● **Text passage**
————————

Natasha Lechner had just taken part in a purging ritual minutes before she died in her home in March 2019.
That day, in Mullumbimby, NSW, the 39-year-old had Kambo, a poison derived from the Amazonian giant tree frog, applied to five small burns on her chest and arm, an inquest has heard.
The ritual is claimed to supposedly rid the body of toxins and sees participants apply the poison to small dot-like burns on their skin to induce vomiting.
Moments after the poison was applied, Lechner, who had trained as a Kambo practitioner two months earlier, fainted.
"She sat up and grabbed my arm and just looked at me and said: 'It’s not good'," Victoria Sinclair, who took part in the ritual, told an inquest this week, according to The Guardian.
"She then fainted sitting up."
Sinclair reportedly administered CPR. However, she did not have a phone nor did she know the number of emergency services.
A flatmate returned home shortly after and called an ambulance.
But by the time it arrived five minutes later, Lechner had died and was unable to be revived, according to the ABC.
Four years later, a coronial inquest is now investigating whether the ritual caused Lechner's sudden death.
According to the ABC, the court heard the most likely cause of death was an acute cardiac event.
Medical Director at the NSW Poisons Information Centre, Associate Professor Darren Roberts, said Kambo likely played a role in the 39-year-old's death.
"Tash had a perfect heart, there was no evidence of heart disease," he said, as per the publication.
At the time of Lechner's death, the use of Kambo was legal in NSW. However, it was later banned in Australia by the Therapeutic Goods Administration in 2021.

————————

● **Entries supplied**
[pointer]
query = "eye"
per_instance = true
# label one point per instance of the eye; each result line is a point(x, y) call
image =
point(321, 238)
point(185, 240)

————————

● **Work item**
Continue the news report on the inquest into Natasha Lechner's death after the Kambo ritual, starting after its last sentence.

● **Output of the exercise**
As Naren Gunja, a Clinical and Forensic Toxicologist at the University of Sydney, points out, taking part in a Kambo ritual is "dangerous" and can lead to death.
"Most people who go through the ritual don't die, but the occasional person does," he told Mamamia, speaking about the drug more broadly.
During a Kambo ritual, secretions of the frog, which is found in the Amazonian forest in South America, are rubbed onto a person's skin, causing "various effects" to the body.
"The thing that's most obvious is people feel very nauseated, dizzy and vomit. But it also can cause people to have palpitations, to faint, have dizziness and their blood pressure drops," he explained.
"It also can make people unconscious at the same time."
Gunja added "there's no evidence to suggest [Kambo] has any therapeutic benefit, or is able to detoxify anything or cure anything."
While it's unclear how common the ritual is, he said, "every once in a while we hear about this practice... and people procuring this product on the internet and doing it as some part of a ritual or part of some kind of alternative medicine."
For those thinking about using Kamba in rituals, his message his clear: "don't do it".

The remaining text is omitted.